» Work to be completed
Reproduce verbatim the lines from the first one through the line that contains "124L230 103L210 107L213", including both ends.

-----

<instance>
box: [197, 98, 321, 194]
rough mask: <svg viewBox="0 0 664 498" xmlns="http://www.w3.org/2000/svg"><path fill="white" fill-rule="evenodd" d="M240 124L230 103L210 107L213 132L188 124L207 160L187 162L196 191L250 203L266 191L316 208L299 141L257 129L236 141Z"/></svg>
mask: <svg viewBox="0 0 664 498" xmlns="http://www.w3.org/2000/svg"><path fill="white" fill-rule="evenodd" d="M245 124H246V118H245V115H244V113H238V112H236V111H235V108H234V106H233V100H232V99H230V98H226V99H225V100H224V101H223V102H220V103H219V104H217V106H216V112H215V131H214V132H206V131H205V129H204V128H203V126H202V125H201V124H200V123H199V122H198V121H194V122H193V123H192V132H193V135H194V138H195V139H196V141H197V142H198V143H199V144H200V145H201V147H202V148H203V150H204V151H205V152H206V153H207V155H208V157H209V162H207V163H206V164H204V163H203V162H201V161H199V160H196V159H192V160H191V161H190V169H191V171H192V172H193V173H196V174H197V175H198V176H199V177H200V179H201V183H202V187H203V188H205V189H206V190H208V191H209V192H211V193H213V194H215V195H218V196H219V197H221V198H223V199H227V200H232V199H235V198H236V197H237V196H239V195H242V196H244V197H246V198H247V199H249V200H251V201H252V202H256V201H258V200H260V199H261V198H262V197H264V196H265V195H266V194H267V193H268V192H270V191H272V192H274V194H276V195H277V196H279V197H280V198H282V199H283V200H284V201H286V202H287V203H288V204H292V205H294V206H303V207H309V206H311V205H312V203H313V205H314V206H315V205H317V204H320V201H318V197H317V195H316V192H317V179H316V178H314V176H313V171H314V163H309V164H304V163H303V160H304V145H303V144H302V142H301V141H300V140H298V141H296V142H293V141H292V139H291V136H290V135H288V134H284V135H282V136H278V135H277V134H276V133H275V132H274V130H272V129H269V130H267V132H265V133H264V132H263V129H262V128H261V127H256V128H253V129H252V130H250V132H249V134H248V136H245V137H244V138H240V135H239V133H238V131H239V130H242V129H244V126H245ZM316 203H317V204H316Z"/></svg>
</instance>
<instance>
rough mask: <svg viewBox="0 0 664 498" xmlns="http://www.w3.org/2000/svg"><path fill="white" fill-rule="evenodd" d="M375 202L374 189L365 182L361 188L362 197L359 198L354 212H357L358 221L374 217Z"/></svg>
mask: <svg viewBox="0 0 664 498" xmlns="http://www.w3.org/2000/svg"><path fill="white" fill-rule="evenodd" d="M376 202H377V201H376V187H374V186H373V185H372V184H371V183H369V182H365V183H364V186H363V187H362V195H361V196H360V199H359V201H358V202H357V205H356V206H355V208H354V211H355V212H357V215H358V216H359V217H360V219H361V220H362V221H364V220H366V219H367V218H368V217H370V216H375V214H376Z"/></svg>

-----

» Result of this task
<instance>
box: [197, 98, 321, 194]
rough mask: <svg viewBox="0 0 664 498" xmlns="http://www.w3.org/2000/svg"><path fill="white" fill-rule="evenodd" d="M240 124L230 103L210 107L213 132L188 124L207 160L187 162L196 191L250 203L266 191L316 208L299 141L257 129L236 141Z"/></svg>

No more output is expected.